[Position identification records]
= = = = =
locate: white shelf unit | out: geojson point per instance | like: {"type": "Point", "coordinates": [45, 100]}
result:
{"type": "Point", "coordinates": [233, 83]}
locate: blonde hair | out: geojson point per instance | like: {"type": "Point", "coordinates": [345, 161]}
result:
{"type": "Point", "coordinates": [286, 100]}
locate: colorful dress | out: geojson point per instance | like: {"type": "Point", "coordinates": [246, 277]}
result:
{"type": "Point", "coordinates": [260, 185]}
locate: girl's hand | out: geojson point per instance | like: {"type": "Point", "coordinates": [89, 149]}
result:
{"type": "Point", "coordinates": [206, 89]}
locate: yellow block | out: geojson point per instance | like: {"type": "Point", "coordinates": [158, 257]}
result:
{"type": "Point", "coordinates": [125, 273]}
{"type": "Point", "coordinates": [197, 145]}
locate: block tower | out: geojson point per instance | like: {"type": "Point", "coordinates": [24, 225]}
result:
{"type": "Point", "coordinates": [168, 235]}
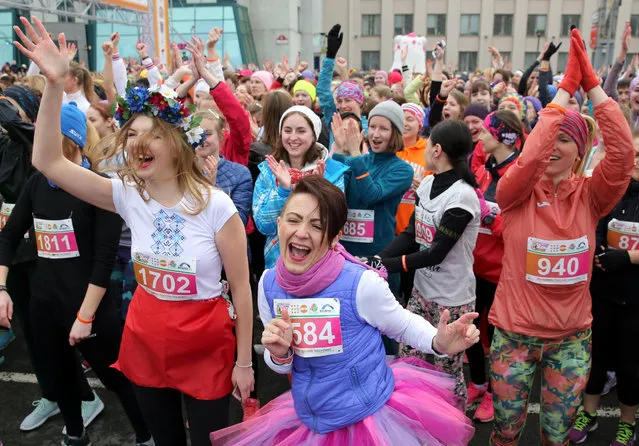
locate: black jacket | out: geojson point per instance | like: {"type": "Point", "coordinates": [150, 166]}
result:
{"type": "Point", "coordinates": [620, 286]}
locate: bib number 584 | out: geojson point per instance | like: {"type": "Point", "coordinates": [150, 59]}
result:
{"type": "Point", "coordinates": [307, 334]}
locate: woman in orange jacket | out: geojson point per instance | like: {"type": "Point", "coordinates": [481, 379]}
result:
{"type": "Point", "coordinates": [542, 308]}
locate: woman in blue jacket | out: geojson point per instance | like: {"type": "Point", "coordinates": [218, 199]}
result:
{"type": "Point", "coordinates": [297, 154]}
{"type": "Point", "coordinates": [323, 312]}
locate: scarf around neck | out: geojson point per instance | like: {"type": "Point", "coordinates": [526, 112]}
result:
{"type": "Point", "coordinates": [320, 275]}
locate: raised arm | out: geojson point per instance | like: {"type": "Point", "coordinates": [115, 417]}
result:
{"type": "Point", "coordinates": [47, 147]}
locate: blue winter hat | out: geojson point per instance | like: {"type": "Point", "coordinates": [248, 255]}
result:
{"type": "Point", "coordinates": [74, 123]}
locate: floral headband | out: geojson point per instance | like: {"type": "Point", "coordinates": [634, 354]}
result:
{"type": "Point", "coordinates": [161, 102]}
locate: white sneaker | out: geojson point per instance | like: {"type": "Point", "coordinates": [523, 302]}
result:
{"type": "Point", "coordinates": [44, 409]}
{"type": "Point", "coordinates": [90, 411]}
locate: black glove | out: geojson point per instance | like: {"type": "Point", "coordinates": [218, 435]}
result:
{"type": "Point", "coordinates": [552, 49]}
{"type": "Point", "coordinates": [374, 262]}
{"type": "Point", "coordinates": [613, 259]}
{"type": "Point", "coordinates": [334, 41]}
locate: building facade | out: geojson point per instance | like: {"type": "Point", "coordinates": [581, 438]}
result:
{"type": "Point", "coordinates": [518, 28]}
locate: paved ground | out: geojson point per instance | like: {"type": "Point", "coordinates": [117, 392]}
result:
{"type": "Point", "coordinates": [18, 390]}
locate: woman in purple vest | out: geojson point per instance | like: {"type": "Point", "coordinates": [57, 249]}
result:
{"type": "Point", "coordinates": [323, 313]}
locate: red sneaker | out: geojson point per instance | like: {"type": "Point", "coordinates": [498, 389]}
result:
{"type": "Point", "coordinates": [250, 407]}
{"type": "Point", "coordinates": [474, 394]}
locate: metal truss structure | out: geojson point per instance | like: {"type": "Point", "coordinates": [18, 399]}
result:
{"type": "Point", "coordinates": [89, 10]}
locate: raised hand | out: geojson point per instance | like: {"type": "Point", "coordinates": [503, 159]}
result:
{"type": "Point", "coordinates": [277, 336]}
{"type": "Point", "coordinates": [280, 171]}
{"type": "Point", "coordinates": [38, 46]}
{"type": "Point", "coordinates": [142, 49]}
{"type": "Point", "coordinates": [214, 36]}
{"type": "Point", "coordinates": [457, 336]}
{"type": "Point", "coordinates": [334, 41]}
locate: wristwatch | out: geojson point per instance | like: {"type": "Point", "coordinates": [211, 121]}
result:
{"type": "Point", "coordinates": [489, 219]}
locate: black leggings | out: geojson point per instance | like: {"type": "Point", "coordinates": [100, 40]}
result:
{"type": "Point", "coordinates": [18, 284]}
{"type": "Point", "coordinates": [485, 293]}
{"type": "Point", "coordinates": [615, 346]}
{"type": "Point", "coordinates": [52, 323]}
{"type": "Point", "coordinates": [162, 409]}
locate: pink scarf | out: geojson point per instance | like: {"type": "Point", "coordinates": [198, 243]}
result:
{"type": "Point", "coordinates": [320, 275]}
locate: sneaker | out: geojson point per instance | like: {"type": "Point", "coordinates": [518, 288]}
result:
{"type": "Point", "coordinates": [611, 383]}
{"type": "Point", "coordinates": [76, 441]}
{"type": "Point", "coordinates": [250, 406]}
{"type": "Point", "coordinates": [44, 409]}
{"type": "Point", "coordinates": [475, 393]}
{"type": "Point", "coordinates": [625, 435]}
{"type": "Point", "coordinates": [584, 424]}
{"type": "Point", "coordinates": [90, 411]}
{"type": "Point", "coordinates": [486, 411]}
{"type": "Point", "coordinates": [6, 337]}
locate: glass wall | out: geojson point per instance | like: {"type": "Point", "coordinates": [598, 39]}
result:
{"type": "Point", "coordinates": [6, 36]}
{"type": "Point", "coordinates": [237, 39]}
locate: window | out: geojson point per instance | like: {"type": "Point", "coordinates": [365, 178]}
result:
{"type": "Point", "coordinates": [634, 22]}
{"type": "Point", "coordinates": [370, 60]}
{"type": "Point", "coordinates": [536, 24]}
{"type": "Point", "coordinates": [530, 58]}
{"type": "Point", "coordinates": [403, 24]}
{"type": "Point", "coordinates": [371, 24]}
{"type": "Point", "coordinates": [562, 61]}
{"type": "Point", "coordinates": [566, 21]}
{"type": "Point", "coordinates": [436, 25]}
{"type": "Point", "coordinates": [469, 25]}
{"type": "Point", "coordinates": [503, 25]}
{"type": "Point", "coordinates": [467, 60]}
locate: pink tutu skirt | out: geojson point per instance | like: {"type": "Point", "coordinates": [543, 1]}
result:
{"type": "Point", "coordinates": [421, 411]}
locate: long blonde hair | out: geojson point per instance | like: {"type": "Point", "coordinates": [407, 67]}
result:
{"type": "Point", "coordinates": [191, 181]}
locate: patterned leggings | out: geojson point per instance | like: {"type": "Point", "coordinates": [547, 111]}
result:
{"type": "Point", "coordinates": [564, 366]}
{"type": "Point", "coordinates": [431, 311]}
= = = = =
▶ [Short exercise]: Print out the whole of the material word for word, without pictures.

▶ [Solution to this exercise]:
locate: white shelf unit | out: geojson point per instance | like: {"type": "Point", "coordinates": [45, 100]}
result:
{"type": "Point", "coordinates": [233, 83]}
locate: blonde hair | out: geojson point per instance | like: {"type": "Point", "coordinates": [345, 161]}
result:
{"type": "Point", "coordinates": [286, 100]}
locate: colorful dress | out: geojson point per instance | like: {"type": "Point", "coordinates": [246, 277]}
result:
{"type": "Point", "coordinates": [260, 185]}
locate: girl's hand | out: geojson point per instance | like: {"type": "Point", "coordinates": [89, 149]}
result:
{"type": "Point", "coordinates": [206, 89]}
locate: yellow block | out: geojson point per instance | like: {"type": "Point", "coordinates": [158, 257]}
result:
{"type": "Point", "coordinates": [125, 273]}
{"type": "Point", "coordinates": [197, 145]}
locate: block tower | out: geojson point per instance | like: {"type": "Point", "coordinates": [24, 225]}
result:
{"type": "Point", "coordinates": [168, 235]}
locate: black jacket | out: geojson point per instance | like: {"type": "Point", "coordinates": [150, 166]}
result:
{"type": "Point", "coordinates": [620, 286]}
locate: bib number 584 | out: geojson point per instance | like: {"type": "Point", "coordinates": [150, 59]}
result:
{"type": "Point", "coordinates": [307, 334]}
locate: woman in orange jacket | out: geojson point per instance | like: {"type": "Point", "coordinates": [481, 379]}
result:
{"type": "Point", "coordinates": [542, 308]}
locate: woman in blue jacket | out: geojson point per instance | like: {"type": "Point", "coordinates": [218, 199]}
result:
{"type": "Point", "coordinates": [297, 154]}
{"type": "Point", "coordinates": [323, 312]}
locate: scarf around neck | out: geojson point per instance | like: {"type": "Point", "coordinates": [526, 112]}
result:
{"type": "Point", "coordinates": [320, 275]}
locate: raised arm | out: geojson point per instance | like: {"type": "Point", "coordinates": [115, 417]}
result:
{"type": "Point", "coordinates": [47, 147]}
locate: blue winter hat | out: geojson point per instance | like: {"type": "Point", "coordinates": [248, 255]}
result:
{"type": "Point", "coordinates": [74, 123]}
locate: floral headband | out: geojson point per instance | like: {"type": "Point", "coordinates": [634, 354]}
result:
{"type": "Point", "coordinates": [161, 102]}
locate: white sneaker | out: geojson point per instance | like: {"type": "Point", "coordinates": [523, 302]}
result:
{"type": "Point", "coordinates": [44, 409]}
{"type": "Point", "coordinates": [90, 411]}
locate: black glove | out: geojson point per instance | like: {"type": "Point", "coordinates": [218, 435]}
result:
{"type": "Point", "coordinates": [552, 49]}
{"type": "Point", "coordinates": [374, 262]}
{"type": "Point", "coordinates": [613, 259]}
{"type": "Point", "coordinates": [334, 41]}
locate: building facade | out: geojson point per instance | like: {"type": "Point", "coordinates": [581, 438]}
result:
{"type": "Point", "coordinates": [518, 28]}
locate: paved ground | out: geojson point per instance | like: {"type": "Point", "coordinates": [117, 392]}
result:
{"type": "Point", "coordinates": [18, 390]}
locate: woman in purple vest | out: geojson point per instance | like: {"type": "Point", "coordinates": [57, 249]}
result:
{"type": "Point", "coordinates": [323, 313]}
locate: red sneaker | out: geojson point per instance | like: {"type": "Point", "coordinates": [498, 389]}
result:
{"type": "Point", "coordinates": [250, 407]}
{"type": "Point", "coordinates": [474, 394]}
locate: metal truss structure | out: geojson point per instance | like: {"type": "Point", "coordinates": [18, 399]}
result:
{"type": "Point", "coordinates": [89, 10]}
locate: raised hand | out: geojson point per instance | like: {"type": "Point", "coordinates": [503, 159]}
result:
{"type": "Point", "coordinates": [277, 336]}
{"type": "Point", "coordinates": [280, 171]}
{"type": "Point", "coordinates": [38, 46]}
{"type": "Point", "coordinates": [142, 49]}
{"type": "Point", "coordinates": [214, 36]}
{"type": "Point", "coordinates": [457, 336]}
{"type": "Point", "coordinates": [334, 41]}
locate: wristwatch | out: geojson point per instance | like: {"type": "Point", "coordinates": [211, 121]}
result:
{"type": "Point", "coordinates": [489, 219]}
locate: black leggings | out: geojson point per instance | like: {"type": "Point", "coordinates": [100, 40]}
result:
{"type": "Point", "coordinates": [18, 284]}
{"type": "Point", "coordinates": [485, 293]}
{"type": "Point", "coordinates": [615, 346]}
{"type": "Point", "coordinates": [52, 323]}
{"type": "Point", "coordinates": [162, 409]}
locate: pink scarf | out: geojson point per instance | like: {"type": "Point", "coordinates": [198, 243]}
result:
{"type": "Point", "coordinates": [320, 275]}
locate: sneaker | out: geojson point per instance | like: {"type": "Point", "coordinates": [518, 288]}
result:
{"type": "Point", "coordinates": [611, 383]}
{"type": "Point", "coordinates": [76, 441]}
{"type": "Point", "coordinates": [250, 406]}
{"type": "Point", "coordinates": [44, 409]}
{"type": "Point", "coordinates": [475, 393]}
{"type": "Point", "coordinates": [625, 435]}
{"type": "Point", "coordinates": [584, 424]}
{"type": "Point", "coordinates": [90, 411]}
{"type": "Point", "coordinates": [486, 411]}
{"type": "Point", "coordinates": [6, 337]}
locate: glass wall | out: geojson point per instance | like: {"type": "Point", "coordinates": [598, 39]}
result:
{"type": "Point", "coordinates": [6, 36]}
{"type": "Point", "coordinates": [237, 39]}
locate: window | out: geojson point per instance | like: {"type": "Point", "coordinates": [365, 178]}
result:
{"type": "Point", "coordinates": [634, 22]}
{"type": "Point", "coordinates": [370, 60]}
{"type": "Point", "coordinates": [536, 24]}
{"type": "Point", "coordinates": [530, 58]}
{"type": "Point", "coordinates": [403, 24]}
{"type": "Point", "coordinates": [371, 24]}
{"type": "Point", "coordinates": [562, 61]}
{"type": "Point", "coordinates": [566, 21]}
{"type": "Point", "coordinates": [436, 25]}
{"type": "Point", "coordinates": [469, 25]}
{"type": "Point", "coordinates": [503, 25]}
{"type": "Point", "coordinates": [467, 60]}
locate: pink tutu skirt | out: geojson point per instance | like: {"type": "Point", "coordinates": [543, 1]}
result:
{"type": "Point", "coordinates": [421, 411]}
locate: long blonde hair | out: geojson point per instance | like: {"type": "Point", "coordinates": [407, 67]}
result:
{"type": "Point", "coordinates": [191, 181]}
locate: patterned leggings | out: geojson point per instance | like: {"type": "Point", "coordinates": [547, 111]}
result:
{"type": "Point", "coordinates": [564, 366]}
{"type": "Point", "coordinates": [431, 311]}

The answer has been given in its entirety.